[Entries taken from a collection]
——————
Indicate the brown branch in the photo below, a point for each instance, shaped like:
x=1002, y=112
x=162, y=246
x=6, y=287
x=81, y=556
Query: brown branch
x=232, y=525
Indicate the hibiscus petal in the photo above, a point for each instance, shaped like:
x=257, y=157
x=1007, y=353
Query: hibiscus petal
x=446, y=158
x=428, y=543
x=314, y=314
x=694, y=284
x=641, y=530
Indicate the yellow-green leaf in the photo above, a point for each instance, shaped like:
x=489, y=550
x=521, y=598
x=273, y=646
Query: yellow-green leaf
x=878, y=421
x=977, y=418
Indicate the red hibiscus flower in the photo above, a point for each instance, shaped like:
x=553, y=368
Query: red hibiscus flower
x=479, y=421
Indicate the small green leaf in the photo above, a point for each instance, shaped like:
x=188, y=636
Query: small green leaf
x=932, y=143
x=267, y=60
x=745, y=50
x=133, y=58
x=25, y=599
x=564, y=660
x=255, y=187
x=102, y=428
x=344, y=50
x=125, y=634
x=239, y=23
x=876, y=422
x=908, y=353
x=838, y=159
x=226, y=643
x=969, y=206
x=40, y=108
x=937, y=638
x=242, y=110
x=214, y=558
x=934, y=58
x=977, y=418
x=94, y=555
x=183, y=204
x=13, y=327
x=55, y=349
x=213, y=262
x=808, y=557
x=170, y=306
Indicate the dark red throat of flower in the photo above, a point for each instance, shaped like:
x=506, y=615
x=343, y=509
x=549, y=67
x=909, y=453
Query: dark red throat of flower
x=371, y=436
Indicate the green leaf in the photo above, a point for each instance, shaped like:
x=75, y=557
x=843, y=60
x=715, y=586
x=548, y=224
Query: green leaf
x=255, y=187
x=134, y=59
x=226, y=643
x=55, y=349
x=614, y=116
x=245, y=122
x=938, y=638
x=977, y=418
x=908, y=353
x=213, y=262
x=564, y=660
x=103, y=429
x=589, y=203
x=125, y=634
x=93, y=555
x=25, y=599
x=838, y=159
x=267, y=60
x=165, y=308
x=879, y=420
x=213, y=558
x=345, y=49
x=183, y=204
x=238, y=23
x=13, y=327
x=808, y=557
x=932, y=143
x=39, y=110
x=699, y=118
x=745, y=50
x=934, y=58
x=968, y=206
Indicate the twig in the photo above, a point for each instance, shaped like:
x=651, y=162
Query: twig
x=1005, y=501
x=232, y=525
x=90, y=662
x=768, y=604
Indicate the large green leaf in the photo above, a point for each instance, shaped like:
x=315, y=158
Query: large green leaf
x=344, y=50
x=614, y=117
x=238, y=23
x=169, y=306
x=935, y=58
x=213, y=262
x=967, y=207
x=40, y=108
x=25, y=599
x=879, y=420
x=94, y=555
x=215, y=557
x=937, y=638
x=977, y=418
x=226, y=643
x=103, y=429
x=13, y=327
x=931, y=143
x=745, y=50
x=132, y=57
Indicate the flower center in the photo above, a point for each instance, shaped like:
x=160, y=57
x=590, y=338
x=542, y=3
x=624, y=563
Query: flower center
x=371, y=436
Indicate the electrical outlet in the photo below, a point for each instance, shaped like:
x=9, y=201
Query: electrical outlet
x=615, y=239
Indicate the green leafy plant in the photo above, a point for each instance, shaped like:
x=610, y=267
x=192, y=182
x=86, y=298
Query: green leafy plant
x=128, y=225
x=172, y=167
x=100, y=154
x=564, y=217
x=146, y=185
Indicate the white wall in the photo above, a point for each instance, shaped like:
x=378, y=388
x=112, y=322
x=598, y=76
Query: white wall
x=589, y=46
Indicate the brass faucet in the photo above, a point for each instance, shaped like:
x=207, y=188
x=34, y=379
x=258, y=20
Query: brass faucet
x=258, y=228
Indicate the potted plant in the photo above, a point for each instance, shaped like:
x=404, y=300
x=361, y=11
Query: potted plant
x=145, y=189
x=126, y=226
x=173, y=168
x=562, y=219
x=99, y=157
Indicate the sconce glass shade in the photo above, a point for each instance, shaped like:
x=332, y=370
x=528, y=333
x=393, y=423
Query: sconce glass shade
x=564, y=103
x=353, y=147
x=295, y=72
——————
**WHAT IS BEING ASKED**
A verbatim transcription of all the entries above is required.

**EXERCISE ANSWER**
Indicate the brown branch in the photo below, a point for each instance, shaped like:
x=1002, y=112
x=162, y=246
x=6, y=287
x=81, y=556
Query: brown branch
x=232, y=525
Indicate the hibiscus petal in the photo above, a point for each instance, shaped like:
x=257, y=157
x=1007, y=353
Query: hibiscus petal
x=446, y=158
x=428, y=543
x=314, y=314
x=694, y=284
x=641, y=530
Indicate the yellow-green leaf in the photo above, a point for each instance, shaped like:
x=489, y=550
x=521, y=598
x=273, y=646
Query: yellow-green leaf
x=878, y=421
x=977, y=418
Indicate the red hibiscus flower in the photo above, a point for each instance, shaped like:
x=553, y=368
Query: red hibiscus flower
x=479, y=421
Indicate the small green leaf in the photo above, a point for each instance, shaped like:
x=188, y=636
Query: small green leaf
x=932, y=143
x=267, y=60
x=745, y=50
x=133, y=58
x=25, y=599
x=564, y=660
x=255, y=187
x=102, y=428
x=344, y=50
x=125, y=634
x=239, y=23
x=876, y=422
x=908, y=353
x=838, y=159
x=226, y=643
x=969, y=206
x=40, y=108
x=937, y=638
x=242, y=110
x=214, y=558
x=934, y=58
x=977, y=418
x=94, y=555
x=183, y=204
x=13, y=327
x=55, y=349
x=213, y=262
x=808, y=557
x=170, y=306
Indicate the dark red throat of flower in the photo above, a point for each instance, shaped like:
x=506, y=615
x=343, y=509
x=549, y=67
x=909, y=453
Query: dark red throat of flower
x=371, y=436
Indicate the green leaf in the photo above, a point for each instance, shaped like:
x=75, y=557
x=843, y=60
x=715, y=586
x=548, y=224
Query: green leaf
x=255, y=187
x=134, y=59
x=226, y=643
x=55, y=349
x=614, y=116
x=245, y=122
x=938, y=638
x=977, y=418
x=908, y=353
x=213, y=262
x=564, y=660
x=103, y=429
x=589, y=203
x=125, y=634
x=93, y=555
x=25, y=599
x=838, y=159
x=267, y=60
x=165, y=308
x=879, y=420
x=213, y=558
x=345, y=49
x=183, y=204
x=238, y=23
x=13, y=327
x=808, y=557
x=932, y=143
x=39, y=110
x=699, y=118
x=745, y=50
x=934, y=58
x=968, y=206
Indicate the twig in the photo above, a point for each instance, shaped like:
x=651, y=162
Query: twig
x=1005, y=501
x=232, y=525
x=90, y=662
x=768, y=604
Indicate the large green leaf in the photo above, a point for each instance, shaped like:
x=315, y=158
Query: large green leaf
x=344, y=50
x=614, y=117
x=238, y=23
x=169, y=306
x=935, y=58
x=213, y=262
x=967, y=207
x=40, y=108
x=25, y=599
x=879, y=420
x=94, y=555
x=215, y=557
x=937, y=638
x=977, y=418
x=226, y=643
x=103, y=429
x=13, y=327
x=931, y=143
x=745, y=50
x=132, y=57
Indicate the flower center in the photo above, a point for each instance, shaped like:
x=160, y=57
x=590, y=338
x=542, y=3
x=624, y=563
Query: flower center
x=371, y=436
Indicate the electrical outlet in the photo below, a point for each instance, shaped like:
x=9, y=201
Query: electrical outlet
x=615, y=239
Indicate the green leafy plant in the photo above, a point for each instance, shaped like:
x=610, y=267
x=192, y=182
x=86, y=298
Query: green leafy plant
x=128, y=225
x=172, y=167
x=100, y=154
x=564, y=217
x=146, y=185
Indicate the white wall in the photo above, a point for each instance, shaped like:
x=378, y=388
x=112, y=322
x=598, y=76
Query: white wall
x=589, y=46
Indicate the brass faucet in the photo above, a point for each instance, shaped like:
x=207, y=188
x=34, y=379
x=258, y=20
Query: brass faucet
x=258, y=228
Indicate the potted plant in the photo above, a point for each instance, shaped like:
x=404, y=300
x=361, y=11
Query: potted plant
x=145, y=189
x=126, y=226
x=173, y=168
x=562, y=219
x=99, y=157
Indicate the sconce glass shade in the photo above, a point for each instance, shaped like:
x=332, y=370
x=528, y=333
x=393, y=423
Query: sconce glass shade
x=564, y=103
x=353, y=147
x=295, y=72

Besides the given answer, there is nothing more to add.